Written problem:
Reproduce each of the following rows verbatim, leaving every character unchanged.

┌──

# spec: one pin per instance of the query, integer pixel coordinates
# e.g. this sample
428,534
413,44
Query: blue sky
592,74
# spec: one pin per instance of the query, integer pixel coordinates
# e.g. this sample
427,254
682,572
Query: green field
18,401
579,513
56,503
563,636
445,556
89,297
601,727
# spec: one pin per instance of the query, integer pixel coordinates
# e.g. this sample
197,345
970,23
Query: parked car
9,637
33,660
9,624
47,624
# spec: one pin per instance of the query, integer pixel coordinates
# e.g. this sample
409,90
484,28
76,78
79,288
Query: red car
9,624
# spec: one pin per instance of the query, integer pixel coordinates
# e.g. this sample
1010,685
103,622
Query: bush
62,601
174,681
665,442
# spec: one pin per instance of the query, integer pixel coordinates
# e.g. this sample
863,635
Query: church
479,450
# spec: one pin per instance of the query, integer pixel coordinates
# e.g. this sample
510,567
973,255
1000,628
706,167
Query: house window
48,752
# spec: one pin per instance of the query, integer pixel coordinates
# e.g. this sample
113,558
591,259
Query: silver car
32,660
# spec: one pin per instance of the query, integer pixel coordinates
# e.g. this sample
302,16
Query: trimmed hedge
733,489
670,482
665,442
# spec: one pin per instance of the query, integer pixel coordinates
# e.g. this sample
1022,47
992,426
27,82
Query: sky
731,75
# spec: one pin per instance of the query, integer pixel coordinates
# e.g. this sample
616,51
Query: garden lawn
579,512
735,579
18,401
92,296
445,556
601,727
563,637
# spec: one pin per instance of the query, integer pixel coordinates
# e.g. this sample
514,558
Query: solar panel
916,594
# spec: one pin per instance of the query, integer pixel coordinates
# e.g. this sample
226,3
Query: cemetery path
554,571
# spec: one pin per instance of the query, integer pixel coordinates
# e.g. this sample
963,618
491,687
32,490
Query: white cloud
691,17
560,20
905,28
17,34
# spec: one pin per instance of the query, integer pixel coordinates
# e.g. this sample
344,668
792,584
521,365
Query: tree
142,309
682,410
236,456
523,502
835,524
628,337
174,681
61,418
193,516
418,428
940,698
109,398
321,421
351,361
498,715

└──

Task response:
# spec: one pin per instance of the query, integer pixel coordinates
# e.g. this sample
428,534
413,44
Query: blue sky
592,74
# spec: one pin per instance of the query, integer pixel coordinates
# e.g. this sample
427,254
682,572
Query: green field
18,401
579,513
56,503
563,636
445,556
89,297
601,727
# spec: one pin per instance of the query, integer pixel coordinates
# e.g. this sample
197,345
970,23
Query: parked car
9,637
33,660
9,624
47,624
# spec: one pin per instance of the query, integer pixel coordinates
# e.g. this sample
409,90
484,28
76,78
79,288
Query: red car
9,624
# spec: one pin per instance of the query, integer pixel coordinates
# e.g. this sample
1010,685
103,622
Query: bush
62,601
174,681
665,442
# spec: one pin per instance of the query, integer pixel coordinates
# e.g. this sample
863,635
Query: church
479,450
# spec: one pin per instance of the query, integer pixel coordinates
# e.g. this sample
510,567
973,255
1000,628
706,167
Query: house window
48,752
# spec: one pin per instance of the query, integer pixel coordinates
# e.g. this sample
113,558
591,259
Query: silver car
32,660
# spec: one pin per instance of the query, integer pixel coordinates
# e.g. this sample
302,16
Query: trimmed hedge
733,489
670,482
665,442
# spec: one pin per instance of the query, integer pixel coordinates
# e.g. this sample
1022,47
992,426
27,82
Query: sky
731,75
# spec: one pin per instance of the query, integer pixel coordinates
# e.g. this sample
616,51
Query: garden lawn
579,512
735,579
18,401
92,296
445,556
601,727
563,637
# spec: one pin per instance of the query, integer pixel coordinates
# e.g. this sample
514,558
Query: solar panel
916,594
# spec: one pin per instance of the query, integer pixel coordinates
# e.g. this sample
226,3
Query: cemetery path
554,571
# spec: one pin per instance of the query, integer pixel coordinates
# e.g. this sample
963,618
491,687
32,490
Query: white cloud
691,17
560,20
905,28
17,34
# spec: one pin per instance of the query, integer pixel coordinates
# e.g. this sample
344,668
792,584
521,365
Query: tree
142,309
682,410
236,456
523,502
835,524
628,337
174,681
61,418
193,516
418,428
940,698
109,398
321,421
351,361
498,715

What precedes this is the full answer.